Named-object pointing records

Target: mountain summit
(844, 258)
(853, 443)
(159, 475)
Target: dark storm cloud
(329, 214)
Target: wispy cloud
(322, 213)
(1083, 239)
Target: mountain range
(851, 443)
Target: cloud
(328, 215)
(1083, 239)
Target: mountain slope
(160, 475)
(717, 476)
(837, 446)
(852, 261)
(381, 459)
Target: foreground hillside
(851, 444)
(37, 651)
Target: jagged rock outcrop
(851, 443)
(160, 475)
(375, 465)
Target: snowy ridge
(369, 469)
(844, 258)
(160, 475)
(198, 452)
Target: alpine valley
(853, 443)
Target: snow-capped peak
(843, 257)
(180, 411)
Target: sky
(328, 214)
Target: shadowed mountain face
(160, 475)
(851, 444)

◆ Written instruction ◆
Reproduce the listing above exactly from the line containing "Target: dark storm cloud" through its last line, with both of those lines included.

◆ Reply ◆
Target: dark storm cloud
(329, 214)
Target: wispy cloud
(322, 213)
(1083, 239)
Target: mountain range
(851, 443)
Target: cloud
(328, 215)
(1083, 239)
Target: mountain slope
(160, 475)
(717, 476)
(837, 446)
(852, 261)
(381, 459)
Target: foreground hillside
(851, 444)
(37, 651)
Target: jagged rock outcrop
(851, 443)
(160, 475)
(375, 465)
Target: snowy ridge
(369, 469)
(844, 258)
(160, 475)
(198, 452)
Target: alpine valley
(853, 443)
Target: snow-capped peak
(843, 257)
(180, 411)
Target: sky
(328, 214)
Target: shadowed mountain face
(160, 475)
(851, 444)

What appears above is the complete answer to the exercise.